TASK TO COMPLETE =>
Please copy everything from the line containing "# segment the blue sky" down through the end of the entries, requests included, and scale every outline coordinate in the answers by 1.45, rounding to whole numbers with halves going up. Keep the numbers in the requests and their format samples unchanged, and leave the pictures out.

— Start of DATASET RECORDS —

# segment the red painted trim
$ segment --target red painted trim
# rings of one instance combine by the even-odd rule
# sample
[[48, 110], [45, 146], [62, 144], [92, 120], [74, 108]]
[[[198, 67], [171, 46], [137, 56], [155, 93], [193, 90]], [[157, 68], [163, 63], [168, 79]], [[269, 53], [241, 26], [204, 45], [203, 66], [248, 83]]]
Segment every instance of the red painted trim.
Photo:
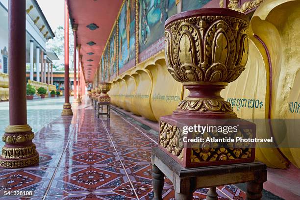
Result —
[[192, 17], [203, 16], [224, 16], [233, 17], [245, 20], [248, 23], [249, 22], [249, 18], [248, 16], [240, 12], [236, 11], [228, 8], [208, 8], [189, 10], [174, 15], [166, 21], [166, 22], [165, 23], [165, 27], [175, 21]]

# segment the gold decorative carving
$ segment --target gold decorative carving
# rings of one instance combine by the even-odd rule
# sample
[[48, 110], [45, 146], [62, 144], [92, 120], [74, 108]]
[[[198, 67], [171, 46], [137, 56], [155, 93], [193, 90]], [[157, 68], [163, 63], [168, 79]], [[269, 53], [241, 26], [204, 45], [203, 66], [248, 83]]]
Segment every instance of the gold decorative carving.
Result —
[[166, 122], [160, 122], [159, 145], [168, 151], [183, 160], [183, 142], [181, 140], [181, 130]]
[[71, 109], [72, 106], [70, 103], [65, 103], [63, 105], [63, 109], [61, 115], [62, 116], [71, 116], [73, 115], [72, 110]]
[[[221, 0], [221, 1], [222, 1], [223, 0]], [[245, 13], [258, 7], [263, 1], [264, 0], [250, 0], [244, 3], [241, 7], [239, 7], [239, 0], [229, 0], [229, 3], [227, 7], [231, 10]]]
[[22, 133], [31, 131], [32, 130], [28, 125], [9, 125], [5, 128], [7, 133]]
[[100, 90], [103, 93], [106, 93], [110, 90], [111, 83], [100, 83]]
[[98, 99], [98, 101], [101, 102], [110, 102], [110, 98], [109, 97], [106, 98], [101, 98], [100, 97]]
[[32, 140], [34, 138], [33, 132], [25, 135], [6, 135], [2, 137], [2, 141], [6, 143], [16, 144]]
[[220, 96], [220, 91], [245, 70], [249, 24], [238, 17], [199, 16], [179, 19], [166, 26], [165, 55], [169, 72], [190, 92], [188, 86], [206, 85], [216, 92], [211, 98], [188, 97], [180, 102], [178, 109], [233, 113], [230, 104]]
[[230, 82], [245, 70], [249, 23], [228, 16], [194, 17], [166, 27], [168, 70], [179, 82]]
[[177, 109], [191, 111], [232, 112], [232, 108], [229, 102], [223, 99], [196, 99], [188, 98], [181, 100]]
[[39, 161], [39, 154], [36, 152], [35, 155], [26, 159], [13, 160], [0, 159], [0, 166], [5, 168], [20, 168], [35, 165]]
[[25, 147], [16, 148], [3, 147], [2, 149], [2, 157], [6, 159], [22, 158], [31, 156], [36, 153], [34, 144]]
[[[236, 133], [225, 135], [222, 133], [205, 132], [203, 135], [193, 133], [193, 137], [202, 137], [206, 141], [207, 138], [222, 138], [224, 137], [232, 138], [241, 137], [242, 138], [252, 138], [252, 130], [245, 129], [238, 130]], [[240, 144], [233, 143], [193, 143], [191, 149], [191, 162], [196, 163], [202, 161], [216, 161], [237, 159], [248, 158], [251, 157], [252, 145], [250, 143]], [[240, 146], [240, 148], [239, 148]], [[226, 147], [226, 148], [225, 147]], [[232, 147], [228, 148], [227, 147]]]

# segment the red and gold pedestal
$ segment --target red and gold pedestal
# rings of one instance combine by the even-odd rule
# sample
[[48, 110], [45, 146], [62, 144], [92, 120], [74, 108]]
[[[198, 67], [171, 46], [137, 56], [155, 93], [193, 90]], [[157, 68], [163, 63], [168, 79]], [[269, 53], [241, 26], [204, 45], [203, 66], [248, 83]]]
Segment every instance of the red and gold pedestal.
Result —
[[2, 137], [5, 144], [0, 156], [0, 167], [4, 168], [39, 163], [34, 134], [27, 124], [25, 9], [25, 0], [8, 1], [9, 125]]
[[77, 97], [77, 102], [78, 103], [81, 103], [81, 97], [79, 94], [78, 94], [78, 97]]
[[0, 157], [0, 166], [19, 168], [39, 163], [39, 154], [32, 143], [34, 134], [28, 125], [9, 125], [2, 140], [5, 143]]
[[101, 94], [98, 97], [99, 102], [107, 102], [110, 103], [110, 97], [107, 93], [110, 90], [111, 83], [100, 83], [100, 90]]
[[[248, 56], [248, 17], [224, 8], [184, 12], [165, 24], [168, 70], [190, 91], [173, 114], [160, 118], [159, 147], [185, 168], [251, 162], [253, 144], [183, 141], [185, 126], [239, 125], [225, 135], [189, 132], [188, 138], [255, 137], [255, 125], [237, 118], [230, 104], [220, 96], [228, 83], [245, 70]], [[232, 144], [231, 144], [232, 143]]]

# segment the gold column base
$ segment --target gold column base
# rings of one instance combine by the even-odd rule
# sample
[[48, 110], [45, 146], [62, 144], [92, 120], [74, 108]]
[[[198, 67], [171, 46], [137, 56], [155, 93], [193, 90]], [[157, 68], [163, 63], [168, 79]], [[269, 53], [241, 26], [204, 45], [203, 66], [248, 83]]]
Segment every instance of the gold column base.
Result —
[[61, 113], [63, 116], [73, 115], [73, 112], [71, 109], [71, 105], [70, 103], [65, 103], [63, 106], [63, 109]]
[[19, 168], [39, 163], [39, 153], [32, 142], [34, 134], [28, 125], [9, 125], [2, 140], [5, 145], [0, 156], [0, 166]]

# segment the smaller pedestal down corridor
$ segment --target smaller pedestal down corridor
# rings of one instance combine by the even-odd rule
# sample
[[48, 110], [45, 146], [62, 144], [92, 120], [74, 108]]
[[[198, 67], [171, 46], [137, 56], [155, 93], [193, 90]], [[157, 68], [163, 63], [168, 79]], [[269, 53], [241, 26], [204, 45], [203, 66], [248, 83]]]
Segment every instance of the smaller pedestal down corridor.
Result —
[[[60, 116], [36, 132], [38, 166], [0, 169], [0, 196], [6, 190], [32, 194], [0, 199], [152, 199], [151, 150], [158, 133], [114, 109], [110, 119], [98, 118], [88, 100], [72, 107], [73, 116]], [[207, 191], [198, 190], [194, 199], [205, 199]], [[174, 199], [168, 179], [163, 192], [164, 200]], [[246, 199], [233, 185], [218, 187], [217, 192], [219, 200]]]

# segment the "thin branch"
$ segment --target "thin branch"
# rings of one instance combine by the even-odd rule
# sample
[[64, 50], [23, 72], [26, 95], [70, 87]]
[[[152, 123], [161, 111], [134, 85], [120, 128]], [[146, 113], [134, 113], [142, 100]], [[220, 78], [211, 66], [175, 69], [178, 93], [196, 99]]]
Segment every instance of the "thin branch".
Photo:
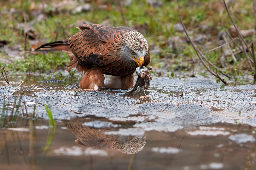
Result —
[[220, 46], [219, 46], [218, 47], [217, 47], [216, 48], [214, 48], [212, 49], [211, 50], [208, 50], [207, 51], [204, 52], [203, 53], [204, 54], [205, 54], [205, 53], [208, 53], [208, 52], [210, 52], [210, 51], [213, 51], [215, 50], [216, 49], [218, 49], [218, 48], [221, 48], [221, 47], [222, 47], [223, 46], [226, 45], [227, 44], [228, 44], [231, 43], [232, 43], [232, 42], [233, 42], [235, 40], [237, 39], [238, 38], [237, 37], [236, 37], [235, 38], [234, 38], [233, 39], [232, 39], [232, 40], [231, 41], [229, 41], [227, 42], [226, 42], [226, 43], [224, 44], [222, 44], [222, 45], [221, 45]]
[[[226, 30], [225, 30], [225, 32], [226, 32], [226, 33], [227, 34], [227, 35], [228, 35], [228, 36], [229, 37], [229, 38], [230, 38], [230, 39], [231, 39], [231, 40], [233, 40], [233, 39], [235, 39], [236, 38], [237, 38], [238, 39], [239, 38], [238, 37], [236, 37], [235, 38], [233, 38], [233, 37], [232, 37], [231, 35], [230, 35], [230, 34], [229, 34], [229, 33], [228, 33], [228, 31], [227, 31]], [[240, 46], [239, 46], [239, 45], [238, 45], [237, 43], [237, 42], [236, 42], [235, 41], [234, 41], [234, 43], [235, 43], [235, 44], [236, 44], [236, 45], [237, 46], [237, 47], [238, 47], [238, 48], [240, 49], [240, 50], [241, 50], [241, 51], [243, 50], [243, 49], [241, 48], [241, 47], [240, 47]]]
[[185, 26], [184, 25], [184, 24], [183, 23], [183, 21], [182, 21], [182, 20], [181, 19], [181, 18], [180, 17], [180, 16], [179, 15], [179, 14], [178, 14], [178, 16], [179, 16], [179, 20], [180, 21], [180, 22], [181, 23], [181, 24], [182, 25], [182, 27], [183, 27], [183, 28], [184, 29], [184, 31], [185, 31], [186, 35], [187, 35], [187, 37], [188, 40], [189, 40], [189, 41], [191, 43], [191, 44], [192, 44], [192, 46], [193, 46], [193, 48], [194, 48], [194, 49], [196, 51], [196, 54], [197, 55], [197, 56], [198, 56], [198, 57], [199, 58], [200, 60], [201, 60], [201, 62], [202, 62], [202, 63], [203, 63], [203, 64], [204, 64], [204, 66], [205, 68], [206, 68], [207, 70], [208, 70], [208, 71], [211, 73], [213, 75], [216, 77], [219, 78], [219, 79], [222, 82], [223, 82], [223, 83], [225, 85], [227, 85], [227, 82], [226, 81], [221, 77], [219, 74], [215, 73], [211, 70], [210, 69], [210, 68], [208, 66], [206, 65], [206, 64], [205, 62], [202, 59], [201, 57], [201, 56], [200, 56], [200, 55], [199, 54], [198, 51], [200, 51], [201, 54], [202, 53], [202, 52], [199, 50], [196, 45], [191, 40], [191, 39], [190, 38], [190, 37], [188, 35], [188, 32], [187, 31], [187, 30], [186, 29], [186, 28], [185, 27]]
[[239, 41], [240, 41], [240, 43], [241, 44], [241, 45], [242, 46], [242, 48], [243, 48], [243, 52], [244, 54], [244, 56], [245, 56], [246, 58], [246, 59], [247, 60], [247, 61], [248, 62], [248, 64], [249, 64], [249, 66], [250, 67], [250, 69], [251, 71], [252, 71], [253, 70], [253, 68], [252, 67], [252, 65], [249, 59], [250, 58], [248, 56], [248, 55], [247, 54], [247, 53], [246, 53], [246, 51], [245, 49], [244, 49], [244, 47], [243, 46], [243, 45], [242, 43], [242, 41], [241, 41], [241, 40], [243, 40], [243, 42], [244, 43], [245, 45], [246, 46], [247, 49], [248, 49], [249, 51], [250, 51], [250, 50], [249, 49], [249, 48], [248, 47], [247, 44], [246, 44], [246, 43], [244, 39], [243, 39], [243, 36], [242, 36], [242, 35], [241, 35], [241, 34], [240, 33], [240, 32], [239, 32], [239, 31], [238, 31], [238, 29], [237, 29], [237, 27], [236, 25], [236, 24], [233, 21], [233, 20], [232, 19], [232, 18], [231, 18], [231, 16], [230, 15], [230, 14], [229, 14], [229, 12], [228, 11], [228, 7], [227, 7], [227, 5], [226, 4], [226, 3], [225, 2], [225, 0], [223, 0], [223, 2], [224, 3], [224, 5], [225, 5], [225, 8], [226, 8], [226, 10], [227, 10], [227, 12], [228, 13], [228, 15], [229, 16], [229, 18], [230, 18], [230, 19], [231, 20], [232, 23], [233, 23], [233, 25], [234, 25], [234, 26], [235, 27], [235, 28], [236, 28], [236, 30], [237, 32], [237, 34], [239, 35], [240, 38], [239, 38]]
[[[5, 79], [5, 77], [4, 76], [4, 74], [3, 73], [3, 70], [4, 70], [4, 74], [5, 74], [5, 77], [6, 77], [6, 79]], [[5, 72], [5, 71], [4, 70], [4, 66], [1, 66], [1, 72], [2, 73], [2, 75], [3, 75], [3, 76], [4, 77], [4, 79], [8, 85], [10, 85], [10, 83], [9, 83], [9, 81], [8, 80], [8, 78], [7, 78], [7, 76], [6, 75], [6, 73]]]
[[[225, 42], [226, 42], [226, 43], [227, 43], [228, 41], [227, 40], [227, 38], [226, 38], [226, 37], [225, 36], [225, 35], [222, 35], [222, 37], [223, 37], [223, 39], [224, 39], [224, 40], [225, 41]], [[236, 62], [237, 61], [237, 59], [236, 58], [236, 57], [235, 57], [235, 56], [234, 55], [234, 53], [233, 53], [233, 51], [232, 51], [232, 50], [231, 49], [231, 48], [230, 47], [230, 46], [229, 44], [228, 44], [228, 49], [229, 50], [229, 51], [230, 52], [230, 54], [231, 55], [231, 56], [232, 56], [232, 57], [233, 58], [233, 59], [234, 60], [234, 62]]]
[[12, 94], [10, 94], [9, 95], [9, 96], [8, 96], [8, 97], [6, 97], [6, 99], [7, 99], [8, 98], [9, 98], [9, 97], [10, 96], [12, 96], [12, 95], [15, 92], [15, 91], [16, 91], [16, 90], [17, 90], [19, 88], [19, 87], [20, 87], [20, 86], [21, 86], [21, 85], [23, 83], [23, 82], [24, 82], [24, 80], [22, 80], [22, 82], [21, 83], [20, 83], [20, 84], [18, 86], [18, 87], [17, 87], [17, 88], [16, 88], [16, 89], [15, 89], [15, 90], [14, 91], [13, 91], [13, 93], [12, 93]]
[[256, 59], [255, 58], [255, 54], [254, 54], [254, 49], [253, 48], [253, 44], [252, 44], [251, 46], [252, 49], [252, 59], [253, 59], [253, 63], [254, 64], [254, 69], [255, 70], [255, 72], [254, 73], [254, 76], [253, 76], [254, 80], [253, 84], [255, 84], [256, 82]]
[[205, 57], [205, 56], [204, 55], [204, 54], [201, 52], [201, 51], [200, 51], [199, 49], [198, 49], [198, 48], [197, 48], [197, 47], [196, 46], [196, 48], [197, 49], [197, 50], [199, 52], [199, 53], [200, 54], [200, 55], [201, 55], [201, 56], [202, 56], [203, 58], [204, 58], [204, 59], [205, 60], [206, 60], [206, 61], [207, 61], [208, 63], [209, 63], [209, 64], [210, 65], [214, 67], [214, 68], [215, 69], [217, 70], [219, 70], [219, 71], [221, 73], [225, 75], [227, 77], [230, 79], [231, 78], [231, 76], [230, 76], [230, 75], [229, 75], [227, 74], [226, 73], [225, 73], [222, 71], [222, 70], [220, 68], [219, 68], [218, 67], [217, 67], [216, 66], [215, 66], [214, 64], [211, 63], [211, 62], [210, 61], [209, 61], [209, 60], [208, 59], [207, 59], [207, 58], [206, 58], [206, 57]]

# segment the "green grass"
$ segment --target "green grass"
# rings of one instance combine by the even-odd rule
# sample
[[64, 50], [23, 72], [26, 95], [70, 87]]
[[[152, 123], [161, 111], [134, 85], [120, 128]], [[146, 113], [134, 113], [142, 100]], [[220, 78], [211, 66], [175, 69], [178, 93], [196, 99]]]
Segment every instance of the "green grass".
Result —
[[[163, 0], [161, 1], [163, 3], [163, 6], [155, 7], [148, 5], [146, 1], [145, 0], [132, 1], [129, 5], [123, 6], [123, 9], [126, 26], [132, 27], [137, 25], [138, 28], [140, 27], [141, 32], [147, 38], [149, 43], [153, 46], [159, 46], [161, 48], [159, 55], [152, 55], [151, 56], [150, 64], [153, 67], [161, 68], [166, 62], [163, 61], [166, 60], [163, 60], [163, 58], [169, 59], [172, 57], [173, 60], [170, 59], [167, 61], [170, 63], [168, 71], [178, 69], [185, 71], [191, 70], [194, 67], [187, 61], [188, 58], [194, 60], [197, 59], [191, 45], [184, 41], [175, 42], [174, 48], [170, 48], [169, 46], [170, 41], [173, 40], [174, 37], [181, 37], [184, 36], [183, 33], [176, 32], [174, 29], [175, 24], [180, 23], [178, 12], [180, 14], [188, 31], [193, 31], [193, 34], [190, 34], [190, 36], [204, 34], [210, 36], [212, 44], [203, 44], [199, 47], [203, 51], [216, 47], [215, 43], [218, 33], [227, 30], [232, 25], [227, 12], [221, 8], [221, 5], [218, 8], [214, 7], [214, 4], [218, 2], [221, 3], [222, 1], [212, 1], [212, 3], [210, 4], [209, 1], [206, 0], [177, 1], [177, 3], [175, 1]], [[41, 1], [21, 0], [15, 3], [8, 1], [0, 2], [1, 7], [0, 40], [9, 41], [10, 43], [7, 45], [9, 46], [20, 44], [20, 49], [24, 49], [25, 37], [21, 28], [18, 28], [17, 25], [19, 23], [24, 22], [24, 13], [27, 14], [27, 23], [35, 21], [32, 26], [36, 36], [36, 40], [43, 40], [44, 43], [70, 37], [79, 31], [76, 28], [77, 23], [85, 20], [99, 24], [104, 22], [109, 25], [114, 27], [124, 25], [124, 22], [120, 7], [114, 1], [105, 1], [105, 4], [108, 7], [105, 9], [100, 9], [95, 4], [91, 3], [91, 10], [79, 13], [71, 10], [72, 6], [67, 7], [62, 10], [56, 11], [51, 4], [52, 1], [45, 0], [43, 2], [48, 6], [42, 12], [46, 14], [46, 19], [40, 21], [36, 21], [33, 14], [35, 11], [38, 10], [37, 6]], [[77, 3], [78, 5], [82, 4], [79, 1]], [[230, 3], [228, 6], [234, 21], [239, 28], [242, 29], [253, 28], [252, 23], [254, 19], [251, 12], [251, 1], [237, 1]], [[16, 10], [11, 14], [6, 12], [9, 11], [12, 8]], [[202, 27], [203, 26], [208, 28], [204, 29]], [[246, 38], [246, 40], [250, 42], [255, 38], [254, 35], [252, 37]], [[29, 42], [27, 43], [28, 51], [30, 49], [31, 45], [34, 43], [31, 43], [31, 44]], [[220, 58], [222, 53], [219, 49], [208, 53], [206, 56], [216, 66], [221, 67]], [[241, 64], [244, 59], [243, 54], [238, 55], [240, 59], [237, 63], [233, 64], [230, 62], [231, 57], [227, 58], [226, 61], [229, 66], [224, 70], [235, 76], [239, 76], [239, 74], [248, 70], [243, 66], [244, 64]], [[69, 62], [67, 55], [60, 52], [45, 54], [25, 53], [22, 58], [14, 59], [0, 51], [0, 58], [6, 59], [1, 60], [0, 64], [4, 66], [9, 72], [14, 74], [17, 72], [26, 73], [28, 70], [29, 64], [31, 72], [45, 72], [49, 70], [64, 69], [65, 66]], [[6, 60], [9, 61], [6, 62]]]
[[51, 111], [50, 109], [46, 104], [44, 104], [44, 105], [45, 106], [45, 110], [46, 110], [46, 112], [47, 112], [47, 114], [48, 115], [49, 126], [53, 127], [56, 127], [56, 124], [55, 123], [54, 120], [52, 117], [52, 115], [51, 114]]

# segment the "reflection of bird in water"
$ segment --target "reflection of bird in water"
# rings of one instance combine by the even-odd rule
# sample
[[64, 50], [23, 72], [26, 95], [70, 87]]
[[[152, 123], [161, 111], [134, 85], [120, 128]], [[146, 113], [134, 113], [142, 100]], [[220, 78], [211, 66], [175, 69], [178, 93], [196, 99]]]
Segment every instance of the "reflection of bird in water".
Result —
[[96, 128], [82, 125], [81, 119], [64, 122], [77, 139], [76, 142], [96, 148], [116, 149], [124, 153], [135, 153], [144, 147], [146, 136], [107, 135], [102, 132], [114, 130], [113, 128]]
[[[111, 28], [92, 24], [77, 28], [81, 32], [66, 40], [42, 45], [36, 51], [66, 53], [71, 61], [67, 70], [76, 67], [79, 72], [84, 73], [79, 83], [80, 88], [97, 90], [104, 86], [126, 89], [132, 87], [136, 68], [138, 65], [146, 66], [150, 60], [144, 36], [125, 27]], [[104, 85], [103, 74], [116, 77]]]

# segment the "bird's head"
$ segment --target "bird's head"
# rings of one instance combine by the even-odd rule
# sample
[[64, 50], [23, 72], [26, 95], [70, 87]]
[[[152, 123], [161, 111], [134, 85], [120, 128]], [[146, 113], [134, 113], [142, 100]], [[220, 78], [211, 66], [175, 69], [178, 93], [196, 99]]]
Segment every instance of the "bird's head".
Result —
[[140, 67], [143, 66], [148, 48], [145, 37], [135, 31], [125, 32], [120, 37], [121, 57], [127, 61], [136, 62]]

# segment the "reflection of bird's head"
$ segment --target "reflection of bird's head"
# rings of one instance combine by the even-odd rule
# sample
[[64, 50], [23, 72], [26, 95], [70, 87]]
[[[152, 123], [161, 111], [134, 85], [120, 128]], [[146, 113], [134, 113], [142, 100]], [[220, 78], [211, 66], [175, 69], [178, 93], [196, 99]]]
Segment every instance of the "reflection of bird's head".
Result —
[[121, 136], [119, 141], [114, 144], [115, 147], [124, 153], [135, 153], [144, 147], [146, 143], [146, 135]]
[[135, 31], [126, 32], [120, 36], [118, 44], [121, 47], [121, 57], [127, 61], [135, 61], [140, 67], [143, 65], [148, 49], [145, 37]]

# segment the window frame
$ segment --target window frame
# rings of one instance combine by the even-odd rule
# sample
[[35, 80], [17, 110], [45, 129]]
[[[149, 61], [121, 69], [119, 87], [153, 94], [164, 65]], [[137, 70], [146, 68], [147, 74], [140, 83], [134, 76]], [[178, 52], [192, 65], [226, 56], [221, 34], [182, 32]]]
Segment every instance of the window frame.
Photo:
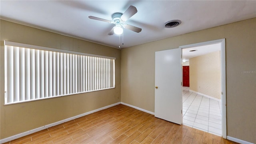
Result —
[[[6, 68], [7, 68], [7, 56], [6, 53], [7, 52], [6, 52], [6, 49], [7, 47], [6, 46], [12, 46], [14, 47], [18, 47], [20, 48], [27, 48], [32, 49], [34, 50], [42, 50], [44, 51], [48, 51], [49, 52], [60, 52], [65, 54], [75, 54], [78, 56], [90, 56], [92, 57], [95, 57], [95, 58], [106, 58], [110, 60], [113, 60], [113, 65], [112, 66], [113, 68], [113, 74], [111, 75], [111, 76], [112, 76], [112, 80], [113, 80], [113, 87], [111, 87], [110, 88], [102, 88], [99, 90], [89, 90], [87, 91], [83, 91], [82, 92], [74, 92], [72, 94], [62, 94], [58, 96], [55, 96], [51, 97], [44, 97], [38, 99], [34, 99], [32, 100], [24, 100], [22, 101], [18, 101], [16, 102], [7, 102], [7, 76], [6, 74]], [[84, 93], [87, 93], [87, 92], [90, 92], [95, 91], [102, 90], [107, 89], [110, 89], [115, 88], [115, 60], [116, 58], [112, 57], [104, 56], [100, 56], [98, 55], [92, 54], [89, 54], [87, 53], [84, 53], [80, 52], [75, 52], [73, 51], [70, 51], [63, 49], [56, 49], [54, 48], [48, 48], [44, 46], [32, 45], [30, 44], [25, 44], [20, 43], [16, 42], [10, 42], [6, 40], [4, 41], [4, 105], [8, 105], [10, 104], [18, 104], [24, 102], [27, 102], [31, 101], [37, 101], [37, 100], [44, 100], [46, 99], [52, 98], [56, 98], [62, 96], [65, 96], [70, 95], [72, 95], [74, 94], [80, 94]]]

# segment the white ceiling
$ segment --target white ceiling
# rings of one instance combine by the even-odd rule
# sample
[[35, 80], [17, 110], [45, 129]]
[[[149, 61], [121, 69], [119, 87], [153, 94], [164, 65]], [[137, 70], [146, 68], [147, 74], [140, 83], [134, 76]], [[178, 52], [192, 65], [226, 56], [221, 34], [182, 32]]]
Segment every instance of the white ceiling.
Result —
[[[125, 23], [142, 28], [139, 33], [125, 29], [121, 48], [256, 17], [256, 1], [1, 0], [1, 19], [114, 48], [119, 38], [109, 36], [113, 24], [89, 19], [112, 20], [130, 5], [138, 12]], [[164, 28], [172, 20], [182, 23]]]
[[[220, 50], [221, 43], [216, 43], [200, 46], [182, 49], [182, 60], [189, 61], [189, 59], [196, 56]], [[190, 52], [191, 50], [195, 51]]]

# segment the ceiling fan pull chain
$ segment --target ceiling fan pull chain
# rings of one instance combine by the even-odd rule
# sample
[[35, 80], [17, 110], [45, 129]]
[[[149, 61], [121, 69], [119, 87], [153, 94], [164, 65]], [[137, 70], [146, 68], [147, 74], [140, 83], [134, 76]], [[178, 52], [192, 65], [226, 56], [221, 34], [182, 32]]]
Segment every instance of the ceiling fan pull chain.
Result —
[[124, 32], [123, 32], [123, 45], [124, 45]]
[[120, 34], [119, 34], [119, 46], [118, 46], [119, 47], [119, 48], [120, 48]]

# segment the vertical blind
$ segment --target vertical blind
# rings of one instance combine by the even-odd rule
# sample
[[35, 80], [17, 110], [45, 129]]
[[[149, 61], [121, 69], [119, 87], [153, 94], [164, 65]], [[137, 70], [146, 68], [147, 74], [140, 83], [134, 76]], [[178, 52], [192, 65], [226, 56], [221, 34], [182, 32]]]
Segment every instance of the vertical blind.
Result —
[[6, 44], [4, 52], [5, 104], [115, 86], [114, 59]]

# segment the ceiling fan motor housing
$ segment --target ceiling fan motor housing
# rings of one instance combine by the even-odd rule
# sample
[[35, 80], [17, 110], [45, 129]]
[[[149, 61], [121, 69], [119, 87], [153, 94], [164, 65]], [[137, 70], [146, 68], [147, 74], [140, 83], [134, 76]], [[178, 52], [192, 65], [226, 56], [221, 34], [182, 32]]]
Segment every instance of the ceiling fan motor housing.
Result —
[[112, 19], [113, 22], [117, 22], [119, 21], [120, 18], [123, 14], [119, 12], [116, 12], [112, 15]]

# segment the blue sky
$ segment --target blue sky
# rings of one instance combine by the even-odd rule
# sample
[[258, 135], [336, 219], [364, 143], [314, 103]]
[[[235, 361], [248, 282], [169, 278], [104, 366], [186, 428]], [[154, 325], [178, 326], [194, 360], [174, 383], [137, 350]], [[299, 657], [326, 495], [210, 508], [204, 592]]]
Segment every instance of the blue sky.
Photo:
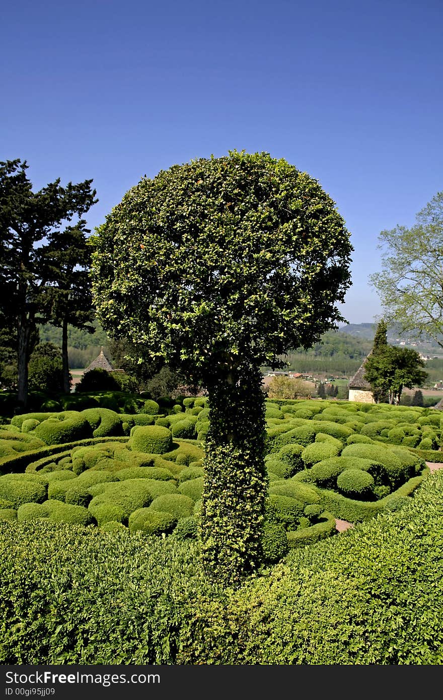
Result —
[[27, 160], [36, 189], [93, 178], [93, 228], [145, 174], [267, 151], [345, 219], [345, 318], [381, 313], [380, 231], [443, 189], [441, 0], [16, 0], [1, 15], [0, 160]]

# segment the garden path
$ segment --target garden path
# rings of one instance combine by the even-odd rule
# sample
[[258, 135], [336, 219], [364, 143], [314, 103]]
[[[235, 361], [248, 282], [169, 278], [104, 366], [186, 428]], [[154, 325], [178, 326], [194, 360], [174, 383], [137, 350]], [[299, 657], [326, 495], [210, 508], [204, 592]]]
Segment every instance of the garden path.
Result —
[[[426, 462], [426, 464], [429, 467], [431, 474], [437, 471], [437, 469], [443, 469], [443, 463], [440, 462]], [[340, 520], [339, 518], [335, 519], [335, 529], [337, 532], [344, 532], [350, 527], [353, 527], [353, 523], [349, 523], [347, 520]]]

— End of DATASET RECORDS —

ANSWER TO THE PROBLEM =>
# segment the blue sky
$ segment --target blue sky
# rings of one instance combine by the even-odd rule
# sample
[[258, 135], [336, 219], [364, 143], [314, 103]]
[[[235, 361], [248, 282], [169, 278], [104, 366], [186, 428]], [[154, 325], [178, 326], [194, 360], [174, 383], [137, 350]], [[299, 657], [326, 495], [210, 508], [204, 592]]]
Segment every instance of the blue sky.
Photo:
Result —
[[39, 232], [52, 274], [135, 258], [135, 331], [210, 252], [387, 219], [500, 318], [500, 461], [552, 454], [551, 335], [642, 274], [639, 0], [23, 0], [1, 22], [0, 232]]

# segment the garden path
$ segment --target garden path
# rings of one instance combine by the even-odd rule
# sample
[[258, 135], [336, 219], [364, 143], [314, 103]]
[[[235, 361], [248, 282], [169, 278], [104, 366], [186, 428]], [[154, 325], [178, 326], [194, 360], [174, 383], [137, 350]], [[299, 657], [326, 495], [210, 508], [204, 592]]]
Segment every instance of the garden path.
Result —
[[[618, 670], [618, 673], [622, 677], [625, 687], [634, 683], [634, 680], [642, 680], [642, 671], [638, 670]], [[493, 754], [492, 751], [486, 753], [486, 767], [489, 771], [499, 771], [508, 764], [512, 764], [512, 758], [506, 758], [503, 754]]]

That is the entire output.